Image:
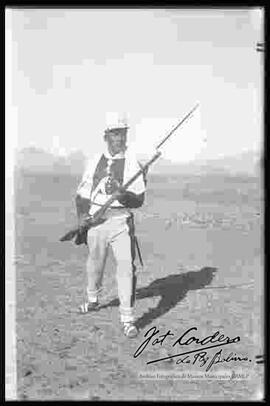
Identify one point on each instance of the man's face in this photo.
(116, 140)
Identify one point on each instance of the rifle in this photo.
(97, 217)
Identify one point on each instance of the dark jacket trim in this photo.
(131, 200)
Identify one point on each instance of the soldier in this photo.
(104, 175)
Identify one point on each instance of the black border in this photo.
(265, 174)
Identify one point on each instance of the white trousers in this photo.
(117, 232)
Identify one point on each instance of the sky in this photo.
(68, 67)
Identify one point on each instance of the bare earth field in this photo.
(202, 244)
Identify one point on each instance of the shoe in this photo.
(130, 330)
(89, 307)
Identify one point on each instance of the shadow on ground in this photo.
(172, 289)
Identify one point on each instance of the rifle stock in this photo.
(97, 217)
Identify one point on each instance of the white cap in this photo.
(116, 120)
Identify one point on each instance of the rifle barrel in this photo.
(177, 126)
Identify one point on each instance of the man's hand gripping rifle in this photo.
(97, 218)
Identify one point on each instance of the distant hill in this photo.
(37, 160)
(250, 163)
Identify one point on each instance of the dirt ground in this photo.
(202, 244)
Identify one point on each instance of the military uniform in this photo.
(103, 176)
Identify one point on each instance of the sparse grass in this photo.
(186, 227)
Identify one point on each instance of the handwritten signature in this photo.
(199, 355)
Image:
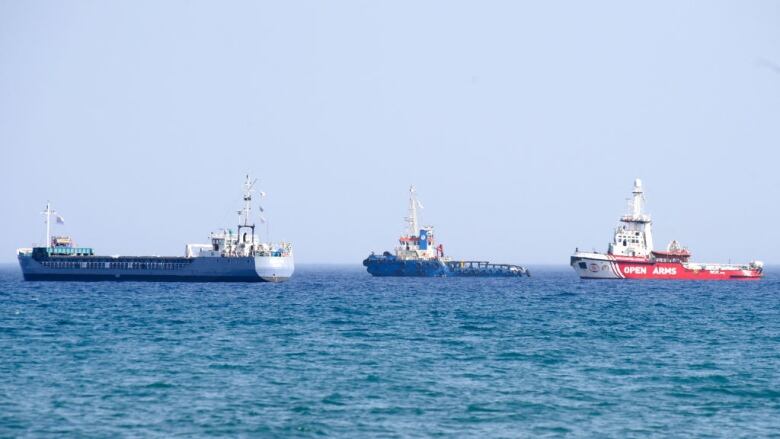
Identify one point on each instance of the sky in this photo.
(522, 124)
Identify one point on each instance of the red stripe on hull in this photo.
(670, 270)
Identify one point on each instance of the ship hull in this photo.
(157, 269)
(384, 267)
(390, 266)
(602, 266)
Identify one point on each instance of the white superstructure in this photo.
(634, 237)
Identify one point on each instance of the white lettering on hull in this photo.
(657, 271)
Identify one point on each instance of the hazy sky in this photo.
(522, 125)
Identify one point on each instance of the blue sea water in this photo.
(335, 352)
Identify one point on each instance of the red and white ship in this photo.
(631, 255)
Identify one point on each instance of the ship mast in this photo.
(637, 220)
(47, 215)
(414, 203)
(246, 211)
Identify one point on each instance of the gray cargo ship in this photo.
(238, 256)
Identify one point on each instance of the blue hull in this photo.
(388, 265)
(138, 278)
(394, 267)
(40, 267)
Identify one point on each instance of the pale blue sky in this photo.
(523, 125)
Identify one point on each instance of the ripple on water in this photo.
(335, 352)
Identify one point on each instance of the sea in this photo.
(335, 352)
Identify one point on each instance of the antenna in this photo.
(414, 228)
(47, 217)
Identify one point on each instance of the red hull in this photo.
(637, 268)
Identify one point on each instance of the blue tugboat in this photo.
(418, 255)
------------------------------
• [The request]
Rewrite everything from the line containing "Identify one point on each instance of the ripple" down to the end of the data as a numbered list, omitting any blank lines.

• [Answer to the task]
1. Identify one point on each instance of the ripple on water in this photo.
2. (335, 352)
3. Identify one point on each instance of the sea in this photo.
4. (335, 352)
5. Identify one point on each instance of the antenna in this photo.
6. (414, 228)
7. (47, 217)
8. Identify one point on each instance of the red hull in this photo.
9. (637, 268)
10. Identify one point on each instance of the blue tugboat in this photo.
11. (418, 255)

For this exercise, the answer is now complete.